# [Aufgaben bearbeiten]
- 1) Ab welchem Jahr wurden laut dem Text über die Studentenverbindungen vor allem die Burschenschaften verfolgt, und aufgrund wovon?
- 2) Wiederhole aus dem Text über die Studentenverbindungen wortgetreu den Abschnitt zwischen „Während der Zeit“ und „von 1848 beteiligt.“, beide eingeschlossen.

Durch den Wiener Kongress wird Deutschland in eine erheblich verringerte Zahl von Einzelstaaten gegliedert, ein Prozess, den bereits Napoleon mit der Auflösung des Heiligen Römischen Reiches 1806 begonnen hatte. Der lockere Deutsche Bund souveräner Staaten entsteht. Diese Entscheidung wird vor allem von patriotisch gesinnten Studenten als Verrat am erhofften deutschen Reich angesehen.
Während der Zeit der Befreiungskriege gegen Napoleon bildeten Landsmannschaften und Burschenschaften einen erheblichen Teil des Widerstands. In der Folge wurden sie sowohl zum Träger des nationalen Gedankens als auch zu Vorkämpfern für mehr Demokratie in Deutschland. Vor allem die Burschenschaften wurden daher ab 1819 aufgrund der Karlsbader Beschlüsse verfolgt. Viele Verbindungsstudenten waren an den Revolutionen von 1848 beteiligt.
Mit der Zunahme der Studentenzahl Ende des 19. Jahrhunderts wurden immer mehr Studentenverbindungen gegründet, dies war die Blütezeit der Studentenverbindungen.

# [Datensätze]

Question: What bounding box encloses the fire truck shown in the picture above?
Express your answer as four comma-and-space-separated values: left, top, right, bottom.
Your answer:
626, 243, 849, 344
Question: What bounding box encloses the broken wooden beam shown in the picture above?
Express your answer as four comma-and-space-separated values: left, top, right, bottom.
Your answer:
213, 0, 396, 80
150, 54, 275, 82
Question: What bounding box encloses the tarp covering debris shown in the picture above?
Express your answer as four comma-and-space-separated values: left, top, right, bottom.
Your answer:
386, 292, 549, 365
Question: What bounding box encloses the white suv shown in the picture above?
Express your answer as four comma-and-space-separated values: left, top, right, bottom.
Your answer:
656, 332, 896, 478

# [Lösungen der Reihe]
- 1) Ab 1819, aufgrund der Karlsbader Beschlüsse.

- 2)
Während der Zeit der Befreiungskriege gegen Napoleon bildeten Landsmannschaften und Burschenschaften einen erheblichen Teil des Widerstands. In der Folge wurden sie sowohl zum Träger des nationalen Gedankens als auch zu Vorkämpfern für mehr Demokratie in Deutschland. Vor allem die Burschenschaften wurden daher ab 1819 aufgrund der Karlsbader Beschlüsse verfolgt. Viele Verbindungsstudenten waren an den Revolutionen von 1848 beteiligt.